##### Supplied text #####
Honestly, many application-layer developers will go their entire careers without touching Cache. But if you work in high-performance computing, game engines, embedded real-time systems, or database kernels, optimizing without understanding how Cache works is essentially flying blind. The author first grasped the tangible impact of Cache during a matrix traversal benchmark. Traversing the exact same two-dimensional array took nearly three times longer column-by-column compared to row-by-row. At the time, it was completely baffling. It turned out that neither the compiler nor the algorithm was to blame—it was purely Cache working behind the scenes.
Languages like Python and Java abstract memory management away entirely, leaving programmers with almost no opportunity to perceive Cache—the virtual machine or interpreter handles that concern for you. C is different. It exposes the bare metal of memory directly to you. How you lay out data, how you traverse it, and how you align it are entirely your decisions. Building on C, C++ provides a few standardized tools (like alignas and hardware_destructive_interference_size) that let us work with Cache in a portable way. In this article, we will tear Cache apart from top to bottom: starting from the memory hierarchy, moving to cache lines, mapping policies, and coherence protocols, and finally landing on how to write code that makes Cache "comfortable," along with the C++ tools that help us do it.
#####
What is asked
**a)** Name every field of work that the passage on Cache says makes optimizing without understanding Cache essentially flying blind.
**b)** Reproduce word for word everything in the passage on Cache from "Honestly, many application-layer" down to "behind the scenes.".
**c)** In the passage on Cache, how did column-by-column traversal of the two-dimensional array compare in time with row-by-row traversal?
##### Entries shown #####
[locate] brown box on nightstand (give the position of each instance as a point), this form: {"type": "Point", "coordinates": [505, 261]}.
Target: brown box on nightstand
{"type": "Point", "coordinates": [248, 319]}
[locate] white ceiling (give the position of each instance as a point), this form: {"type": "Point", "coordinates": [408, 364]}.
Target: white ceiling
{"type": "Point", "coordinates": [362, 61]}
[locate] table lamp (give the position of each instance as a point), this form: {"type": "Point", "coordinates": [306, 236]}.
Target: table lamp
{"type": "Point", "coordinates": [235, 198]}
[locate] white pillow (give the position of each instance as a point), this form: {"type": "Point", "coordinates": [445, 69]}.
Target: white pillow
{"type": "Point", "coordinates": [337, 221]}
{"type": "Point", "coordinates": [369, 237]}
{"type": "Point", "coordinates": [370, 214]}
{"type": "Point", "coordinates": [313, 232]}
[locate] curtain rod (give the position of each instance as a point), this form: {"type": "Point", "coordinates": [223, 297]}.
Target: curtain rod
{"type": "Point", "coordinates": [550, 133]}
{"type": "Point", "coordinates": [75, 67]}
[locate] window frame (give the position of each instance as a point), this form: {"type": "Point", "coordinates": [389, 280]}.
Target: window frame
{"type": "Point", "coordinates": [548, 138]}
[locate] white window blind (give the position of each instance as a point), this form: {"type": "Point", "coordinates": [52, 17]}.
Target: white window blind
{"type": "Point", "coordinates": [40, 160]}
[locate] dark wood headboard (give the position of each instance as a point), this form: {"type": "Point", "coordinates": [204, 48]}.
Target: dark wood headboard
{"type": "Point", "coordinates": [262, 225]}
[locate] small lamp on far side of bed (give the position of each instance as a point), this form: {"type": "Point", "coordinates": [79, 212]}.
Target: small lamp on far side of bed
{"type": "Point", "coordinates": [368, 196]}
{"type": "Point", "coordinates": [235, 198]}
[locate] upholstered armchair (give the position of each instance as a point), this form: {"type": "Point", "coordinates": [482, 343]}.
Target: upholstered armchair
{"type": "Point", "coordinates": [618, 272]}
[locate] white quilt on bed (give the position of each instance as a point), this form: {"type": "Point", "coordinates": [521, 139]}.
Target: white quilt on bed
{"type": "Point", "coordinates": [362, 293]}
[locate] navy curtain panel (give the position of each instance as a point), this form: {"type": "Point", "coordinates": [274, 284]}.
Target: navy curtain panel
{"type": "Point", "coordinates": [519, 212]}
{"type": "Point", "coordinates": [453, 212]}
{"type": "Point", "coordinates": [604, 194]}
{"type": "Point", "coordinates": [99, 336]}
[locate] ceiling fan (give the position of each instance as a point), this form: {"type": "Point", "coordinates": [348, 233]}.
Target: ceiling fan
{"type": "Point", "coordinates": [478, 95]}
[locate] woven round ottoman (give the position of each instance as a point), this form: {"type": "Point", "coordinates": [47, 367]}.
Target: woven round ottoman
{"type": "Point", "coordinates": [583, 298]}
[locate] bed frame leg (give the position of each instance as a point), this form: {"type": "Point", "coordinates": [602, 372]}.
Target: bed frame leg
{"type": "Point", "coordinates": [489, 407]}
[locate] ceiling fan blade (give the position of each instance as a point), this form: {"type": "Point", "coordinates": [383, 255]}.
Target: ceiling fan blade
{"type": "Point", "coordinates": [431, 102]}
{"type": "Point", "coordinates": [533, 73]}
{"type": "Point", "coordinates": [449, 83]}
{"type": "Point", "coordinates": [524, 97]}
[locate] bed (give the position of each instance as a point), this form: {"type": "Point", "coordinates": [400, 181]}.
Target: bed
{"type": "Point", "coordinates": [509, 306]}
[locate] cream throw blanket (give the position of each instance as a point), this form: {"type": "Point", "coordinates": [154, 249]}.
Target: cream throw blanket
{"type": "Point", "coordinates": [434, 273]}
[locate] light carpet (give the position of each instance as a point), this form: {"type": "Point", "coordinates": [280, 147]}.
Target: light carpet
#####
Solutions for each task
**a)** High-performance computing, game engines, embedded real-time systems, database kernels

**b)**
Honestly, many application-layer developers will go their entire careers without touching Cache. But if you work in high-performance computing, game engines, embedded real-time systems, or database kernels, optimizing without understanding how Cache works is essentially flying blind. The author first grasped the tangible impact of Cache during a matrix traversal benchmark. Traversing the exact same two-dimensional array took nearly three times longer column-by-column compared to row-by-row. At the time, it was completely baffling. It turned out that neither the compiler nor the algorithm was to blame—it was purely Cache working behind the scenes.

**c)** It took nearly three times longer.